A run of records:
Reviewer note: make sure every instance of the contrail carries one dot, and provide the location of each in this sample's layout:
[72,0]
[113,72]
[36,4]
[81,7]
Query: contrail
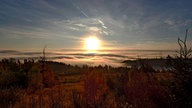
[80,9]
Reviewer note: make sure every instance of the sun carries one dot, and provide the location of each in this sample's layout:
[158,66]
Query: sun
[92,43]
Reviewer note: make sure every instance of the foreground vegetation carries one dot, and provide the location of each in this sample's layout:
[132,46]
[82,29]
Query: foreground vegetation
[30,84]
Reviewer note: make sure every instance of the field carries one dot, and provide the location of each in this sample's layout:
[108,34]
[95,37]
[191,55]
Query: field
[46,84]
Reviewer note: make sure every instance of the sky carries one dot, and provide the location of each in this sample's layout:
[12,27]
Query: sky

● **WHAT TO PRODUCE**: Reproduce every line of the records above, requests included, but shift each coordinate in the answers up by 111 and leave the sample coordinates in the requests unchanged. Omit the pictures.

● **WORKED ANSWER**:
Reviewer note: make sure every instance of the contrail carries one dot, and provide the location of each in this sample's layout:
[72,0]
[113,72]
[36,4]
[81,7]
Query: contrail
[191,120]
Reviewer note: make sure every instance of the sun carries one dot, and provide the location of each in this sample's layout:
[158,66]
Query: sun
[203,154]
Reviewer note: make sure every instance of the foreground vegetation carries one dot, and provide the location of each in this sample's layout:
[132,46]
[82,29]
Query: foreground vegetation
[141,195]
Reviewer note: make sure every instance of the field carries one dot, and provide the location of each in this sample's layout:
[108,34]
[95,37]
[191,55]
Query: field
[157,195]
Reviewer note: make sure every instance of the sky carries one dot, and provide the location of each in this sample's layout:
[12,27]
Query: sky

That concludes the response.